**SHORT EXERCISE**
Could you print every record below exactly as it appears?

**DATA SUPPLIED**
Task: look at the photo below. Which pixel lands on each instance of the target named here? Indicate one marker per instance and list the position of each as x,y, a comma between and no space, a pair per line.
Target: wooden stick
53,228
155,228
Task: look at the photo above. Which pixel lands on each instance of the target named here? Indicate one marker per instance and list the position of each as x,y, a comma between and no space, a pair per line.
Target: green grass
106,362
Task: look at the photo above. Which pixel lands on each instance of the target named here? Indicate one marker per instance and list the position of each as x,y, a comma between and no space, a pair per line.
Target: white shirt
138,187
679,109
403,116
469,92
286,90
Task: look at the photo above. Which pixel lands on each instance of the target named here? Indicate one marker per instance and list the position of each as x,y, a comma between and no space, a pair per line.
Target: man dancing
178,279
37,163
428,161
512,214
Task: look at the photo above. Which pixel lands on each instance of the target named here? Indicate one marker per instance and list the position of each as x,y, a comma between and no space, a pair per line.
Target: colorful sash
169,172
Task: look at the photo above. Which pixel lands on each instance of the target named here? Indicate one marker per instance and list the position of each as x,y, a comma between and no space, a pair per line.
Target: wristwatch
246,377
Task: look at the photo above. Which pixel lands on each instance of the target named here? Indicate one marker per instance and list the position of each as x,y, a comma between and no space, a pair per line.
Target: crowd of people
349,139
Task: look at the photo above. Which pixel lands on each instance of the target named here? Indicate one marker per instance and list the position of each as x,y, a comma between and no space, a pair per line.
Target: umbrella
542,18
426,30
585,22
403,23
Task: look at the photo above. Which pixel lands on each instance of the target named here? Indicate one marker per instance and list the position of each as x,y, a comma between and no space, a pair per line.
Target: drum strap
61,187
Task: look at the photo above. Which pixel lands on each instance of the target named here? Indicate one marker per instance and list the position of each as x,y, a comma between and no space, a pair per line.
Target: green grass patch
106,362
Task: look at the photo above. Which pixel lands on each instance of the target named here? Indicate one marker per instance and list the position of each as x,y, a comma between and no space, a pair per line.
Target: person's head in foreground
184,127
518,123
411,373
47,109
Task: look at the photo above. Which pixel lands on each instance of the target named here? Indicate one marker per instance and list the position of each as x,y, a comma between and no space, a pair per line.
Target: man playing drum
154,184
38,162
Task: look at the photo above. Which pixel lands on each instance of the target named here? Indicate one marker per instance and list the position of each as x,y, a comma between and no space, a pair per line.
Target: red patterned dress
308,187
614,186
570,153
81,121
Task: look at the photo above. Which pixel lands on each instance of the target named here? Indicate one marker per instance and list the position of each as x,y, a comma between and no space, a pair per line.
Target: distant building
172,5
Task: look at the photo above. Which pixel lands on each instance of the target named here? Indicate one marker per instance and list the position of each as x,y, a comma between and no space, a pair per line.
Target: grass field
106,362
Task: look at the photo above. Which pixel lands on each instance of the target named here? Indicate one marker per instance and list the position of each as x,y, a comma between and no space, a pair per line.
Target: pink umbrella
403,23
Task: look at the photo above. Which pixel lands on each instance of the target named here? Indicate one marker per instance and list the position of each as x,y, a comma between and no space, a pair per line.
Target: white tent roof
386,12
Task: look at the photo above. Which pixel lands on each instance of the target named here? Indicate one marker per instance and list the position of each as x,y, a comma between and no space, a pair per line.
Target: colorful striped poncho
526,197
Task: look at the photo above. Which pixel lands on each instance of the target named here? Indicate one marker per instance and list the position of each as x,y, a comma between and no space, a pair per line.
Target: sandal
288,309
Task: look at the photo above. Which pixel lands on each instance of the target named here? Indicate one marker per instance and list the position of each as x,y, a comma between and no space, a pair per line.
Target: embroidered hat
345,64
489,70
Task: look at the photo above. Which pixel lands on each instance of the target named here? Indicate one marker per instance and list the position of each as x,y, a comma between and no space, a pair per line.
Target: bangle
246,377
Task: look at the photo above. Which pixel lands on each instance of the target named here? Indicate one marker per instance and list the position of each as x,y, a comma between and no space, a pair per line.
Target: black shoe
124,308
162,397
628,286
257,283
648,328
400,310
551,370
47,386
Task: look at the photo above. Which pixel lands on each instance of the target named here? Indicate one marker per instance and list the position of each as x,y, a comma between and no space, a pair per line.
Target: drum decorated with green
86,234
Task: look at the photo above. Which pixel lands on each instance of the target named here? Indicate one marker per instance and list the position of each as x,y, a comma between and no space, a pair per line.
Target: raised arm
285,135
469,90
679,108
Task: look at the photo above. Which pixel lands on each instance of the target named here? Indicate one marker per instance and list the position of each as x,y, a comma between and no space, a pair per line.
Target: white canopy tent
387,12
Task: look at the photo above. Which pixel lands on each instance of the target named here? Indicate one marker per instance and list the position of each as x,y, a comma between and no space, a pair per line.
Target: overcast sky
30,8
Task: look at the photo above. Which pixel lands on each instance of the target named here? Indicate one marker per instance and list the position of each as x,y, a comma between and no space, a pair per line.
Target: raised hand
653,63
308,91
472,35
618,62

**FINISHED ANSWER**
Task: look at the photo below. Which pixel lands on each instance of the target named here? Indicate one marker per instance and list the position of each as x,y, a comma between and no space, a pair per line.
Target: wooden stick
53,228
155,228
Task: look at the photo above. Which pixel lands on each instance of the target named here? Indicate one marker per instance and list the position of each as x,y, a comma between and no space, a pair per line.
Target: green grass
106,362
Task: look at the photo above. Which pixel lands on each instance of the target named here? Indicate one marker per instance and list the position of each as x,y, a comma between and no space, a pair per line.
Target: white shirt
138,187
679,109
403,116
469,92
286,90
Task: look at the photo above. Which pixel lands on each instance of the target named here? Indicate one marker per instance and list the position of each as x,y, a comma between and no space, a pair per line.
Target: man dancing
178,279
37,163
428,161
512,214
Task: look at the photo above. Which pixel lands on each instance of the target named here? Indicate one marker per instance and list the position of each as x,y, a comma between and no space, a pair per line.
Target: colorful sash
169,172
Task: look at the photo above. Which pixel lands on each instance of the target named here? Indicate one marker per instance and list the position of each as x,y, a comma between and no space, a pair per line.
Target: wristwatch
246,377
Task: look at the photo above. Which pixel lands on each instance of the target named here? Indicate one marker per instance and list the position of each as x,y, a comma between and no space, a pair per line.
Target: crowd of people
349,139
Task: look at the photo above. Which pixel lands on each instance of the target named here? Indicate one marker per instance and list the position of each as x,y, a comma between and no space, a pair per line.
Target: umbrella
542,18
426,30
585,22
403,23
Task: look at the photo above. Which pixel lands on each instance of the target named here? Indicate one marker per instance and list the position of each as x,y, a comma between and no space, a pair per line.
Target: drum strap
61,187
Task: look at the photo above. Which pixel lands on each instance of the target named here? Indicate one marker per instance and list the position of each as x,y, a comma between and no space, a pair per line.
Target: green grass patch
106,362
Task: look at the photo above. Which pixel lands on each instance of the target named here? Indicate one marker per instance and list the position of each as x,y, a comma between and no space, a pair per line.
Target: person's head in foreground
184,127
518,123
411,373
47,109
Task: look at the photo above. Which pixel lands on each instance of the target named here? Indicate one marker per instance and list the position of each as x,y, a comma between and no space, a pair per line.
Target: man playing drum
154,184
38,162
Task: look at the photo above. Which pixel lands on each instance of the target named here? Indicate one marker per instance and list the position of each as x,y, a comma between and no space, a pair per line.
Target: red patterned dress
308,187
614,186
570,153
81,121
Task: look at the photo above. Which pixel lands on each instance of the target named here? Indicate one marker per instance and list the position of each as x,y, a comma between and no space, a pair per line.
Target: distant building
172,5
Task: look at the photo above. Which pixel lands on each instance of the target named here? Indicate one marker per instance and list the position of each as x,y, a comma between and no space, a pair per line.
Target: grass field
106,362
Task: look at the photo above. Which pixel lands on each instance of the target named here? Indicate one marker per instance and list the position of each as x,y, a comma between and no space, a pair per line.
Target: pink umbrella
403,23
Task: look at the photo above. Which pixel lands on each instance of the target named here? Indicate one marker per instance and list the position of each as x,y, a comma between and no space, a pair per line.
Target: white tent roof
386,12
Task: look at the photo above. Which pixel lands on each instance of the target named here? Indicate one marker per instance and list the position of each as x,y, a comma between and no space, a pair per line.
Target: colorful striped poncho
526,197
Task: look at the photo above. Which pixel lands on each instance of the target named here? Indicate one marker per instance and list the position of each as x,y, a comma between and no space, a pair per line.
Target: sandal
288,309
Task: look at the photo above. Which pixel lands on each instance of the target named here? Indicate one marker per instance and list the position of each as x,y, a comma between and no space, a pair per line.
Target: embroidered hat
345,64
489,70
Task: look at the photo above. Which pixel lands on each instance of the target named here? Indicate one marker per instance and list the position of each as x,y, a comma between and no space, a pair per line.
Target: bangle
246,377
Task: look at the photo above. Which pixel lands on each instance of the target named here? Indicate one marker per instance and list the position of each as x,y, a comma between and no space, a pair per line.
Target: black shoe
124,308
162,397
628,286
257,283
648,328
400,310
551,370
47,386
Task: look at the photo above. Which pixel lands on each instance of the target named here? Indicate one marker per instance and list the position of each as x,y, a comma between and no space, a pair per line.
Target: drum decorated with green
86,234
Task: look at the photo above. Which pixel lands on each instance of the target named here? Indicate one marker per instance and list the position of each as x,y, a comma between and no space, a pair per line.
Target: raised arm
285,135
469,90
679,108
Task: look at the photo above. Which pixel lands on each instance of the target named here? Indicate one marker per instance and list the position of each as x,y, a comma between and no space, a pair per line.
Target: white canopy tent
387,12
Task: look at the photo above. Which pixel lands on each instance of the target named here? Indicate one marker per instance and list the position of each as x,y, a comma between and no space, a pair per line.
Target: overcast sky
30,8
Task: look at the photo above. Which pixel lands on each instance of the target named here? Indicate one marker per instance and list the position of each as x,y, a comma between and no space, a pair per line.
Target: raised hand
653,63
308,91
472,35
618,62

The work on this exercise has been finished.